* Условия задания
(A) В каком году, согласно отрывку об Уткине, он стал репортёром газеты «Власть труда»?
(B) Воспроизведите дословно часть отрывка об Уткине: всё, начиная со слов «Таким отличительным свойством» и вплоть до слов «село и мать...».

* Фрагмент документа
---+---

Таким отличительным свойством в поэзии Уткина является сочетание (порою в одном стихотворении) с одной стороны — героики, пафоса, а подчас чувства собственной непомерной значимости; с другой — глубокого лиризма, ясности и простоты изложения, а, главное — сострадания. Например, в стихотворении «Есенину» мирно уживаются два катрена, одним из которых восторгались

Красивым, синеглазым
Не просто умирать.
Он пел, любил проказы,
Стихи, село и мать...

а за другой критиковали, в том числе аж сам Николай Бухарин с высокой трибуны I съезда писателей СССР:

Есть ужас бездорожья
И в нем — конец коню.
И я тебя, Сережа,
Ни капли не виню.

После рождения Иосифа семья вернулась в родной город Иркутск, где будущий поэт прожил до 1920 года. Учился в трёхлетнем начальном училище, затем — в четырёхклассном высшем начальном училище, из последнего класса которого был исключён за вольномыслие, а главным образом за плохое поведение и частые пропуски занятий, так как одновременно с учёбой Иосифу пришлось стать кормильцем семьи после ухода отца.
В 1919 году во время антиколчаковского восстания в Иркутске, вместе со старшим братом Александром вступил в Рабочую дружину, а в начале 1920 года в составе первой добровольческой группы иркутского комсомола выехал на фронт:

На Карпатах,
На Карпатах,
Под австрийский
Свист и вой,
Потерял казак папаху
Вместе с русой головой.

В 1922 году стал репортёром газеты «Власть труда», в которой появились его первые стихи на злобу дня. Затем работал в молодёжной газете Иркутска «Комсомолия», в губкоме комсомола. Вместе с Джеком Алтаузеном, Валерием Друзиным, Иваном Молчановым принимал активное участие в ИЛХО (Иркутском литературно-художественном объединении) и ежемесячном журнале «Красные зори», который был фактически органом ИЛХО. В 1924 году по путёвке комсомола, как наиболее достойный из среды молодых журналистов, был направлен учиться в Москву в Институт журналистики.

---+---

(Записи, взятые из коллекции)
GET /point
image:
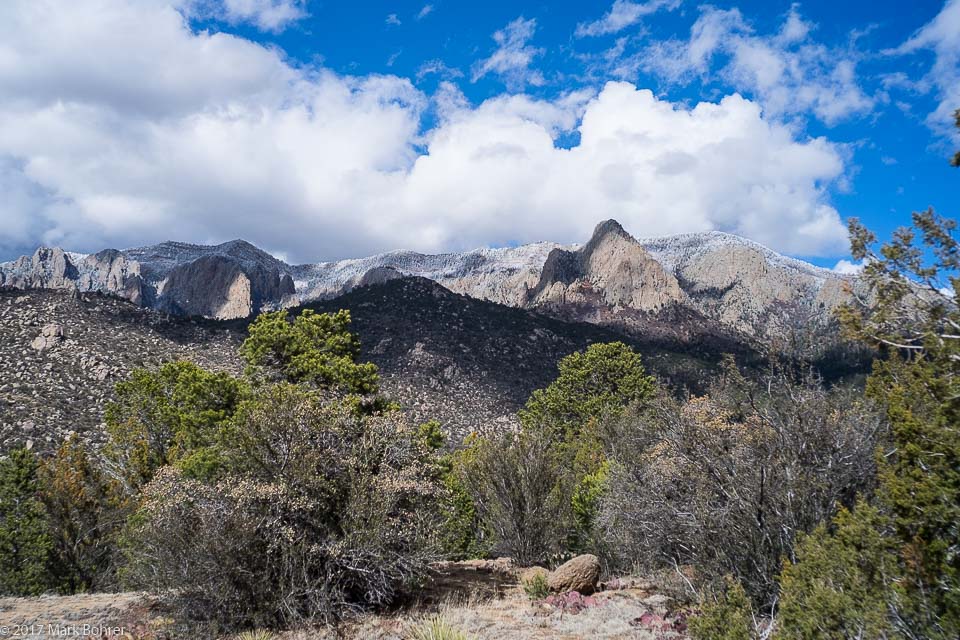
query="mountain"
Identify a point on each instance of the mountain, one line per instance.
(469, 363)
(230, 280)
(692, 288)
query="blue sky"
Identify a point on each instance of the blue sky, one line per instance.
(324, 130)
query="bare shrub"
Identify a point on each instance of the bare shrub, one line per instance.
(726, 482)
(324, 512)
(520, 492)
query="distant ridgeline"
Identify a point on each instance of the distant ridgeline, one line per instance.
(683, 287)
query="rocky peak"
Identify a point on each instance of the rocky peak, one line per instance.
(612, 269)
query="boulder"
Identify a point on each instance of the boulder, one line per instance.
(528, 574)
(49, 336)
(579, 574)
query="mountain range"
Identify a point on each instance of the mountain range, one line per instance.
(689, 288)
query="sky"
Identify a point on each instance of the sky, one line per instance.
(322, 130)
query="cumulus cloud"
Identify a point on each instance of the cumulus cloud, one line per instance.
(513, 56)
(788, 71)
(267, 15)
(204, 137)
(848, 268)
(623, 14)
(941, 36)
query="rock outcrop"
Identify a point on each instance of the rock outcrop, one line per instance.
(232, 280)
(579, 574)
(691, 288)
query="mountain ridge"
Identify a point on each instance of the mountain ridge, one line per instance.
(714, 281)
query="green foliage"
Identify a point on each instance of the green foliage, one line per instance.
(315, 349)
(587, 494)
(432, 435)
(914, 317)
(257, 634)
(597, 384)
(725, 615)
(955, 161)
(536, 586)
(725, 483)
(25, 545)
(319, 511)
(84, 516)
(436, 628)
(169, 416)
(840, 584)
(464, 535)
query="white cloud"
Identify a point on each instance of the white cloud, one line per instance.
(788, 72)
(513, 56)
(425, 11)
(268, 15)
(942, 36)
(847, 268)
(205, 137)
(623, 14)
(440, 68)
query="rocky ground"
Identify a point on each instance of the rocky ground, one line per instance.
(482, 599)
(469, 363)
(61, 355)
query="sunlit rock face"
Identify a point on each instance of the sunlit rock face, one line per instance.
(678, 287)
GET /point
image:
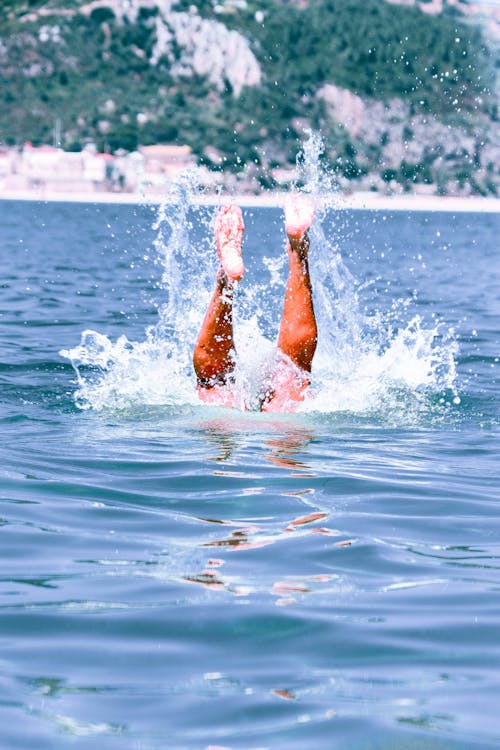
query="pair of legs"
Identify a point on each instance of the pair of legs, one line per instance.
(214, 354)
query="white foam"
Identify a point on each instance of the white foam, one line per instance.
(362, 365)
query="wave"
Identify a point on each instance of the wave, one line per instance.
(388, 363)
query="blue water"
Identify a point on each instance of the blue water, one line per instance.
(179, 576)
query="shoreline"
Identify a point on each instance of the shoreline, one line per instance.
(353, 201)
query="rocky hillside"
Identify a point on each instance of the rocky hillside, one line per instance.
(403, 92)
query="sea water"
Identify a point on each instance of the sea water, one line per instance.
(182, 576)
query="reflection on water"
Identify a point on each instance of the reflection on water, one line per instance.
(284, 448)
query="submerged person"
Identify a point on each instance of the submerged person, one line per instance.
(214, 355)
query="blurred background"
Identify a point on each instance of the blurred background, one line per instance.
(121, 95)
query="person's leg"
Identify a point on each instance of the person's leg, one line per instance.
(213, 356)
(298, 332)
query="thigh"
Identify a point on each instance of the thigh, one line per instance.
(287, 386)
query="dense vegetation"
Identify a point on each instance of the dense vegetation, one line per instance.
(100, 71)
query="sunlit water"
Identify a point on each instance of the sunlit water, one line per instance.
(182, 576)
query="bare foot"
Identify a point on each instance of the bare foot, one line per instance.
(229, 230)
(299, 215)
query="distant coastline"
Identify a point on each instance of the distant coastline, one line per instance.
(357, 200)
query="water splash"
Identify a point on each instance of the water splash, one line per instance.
(364, 364)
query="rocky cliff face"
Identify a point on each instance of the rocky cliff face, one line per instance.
(125, 72)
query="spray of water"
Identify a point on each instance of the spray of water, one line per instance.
(362, 365)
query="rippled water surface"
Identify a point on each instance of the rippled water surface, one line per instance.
(181, 576)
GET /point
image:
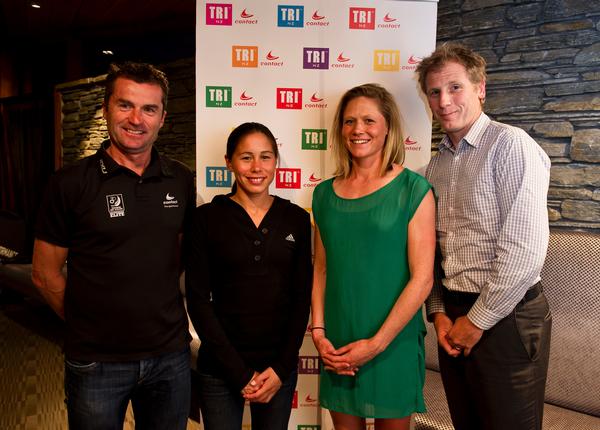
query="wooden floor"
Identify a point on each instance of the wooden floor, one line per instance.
(31, 368)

---+---

* Ответы к упражнению
(A) В 1922 году.

(B)
Таким отличительным свойством в поэзии Уткина является сочетание (порою в одном стихотворении) с одной стороны — героики, пафоса, а подчас чувства собственной непомерной значимости; с другой — глубокого лиризма, ясности и простоты изложения, а, главное — сострадания. Например, в стихотворении «Есенину» мирно уживаются два катрена, одним из которых восторгались

Красивым, синеглазым
Не просто умирать.
Он пел, любил проказы,
Стихи, село и мать...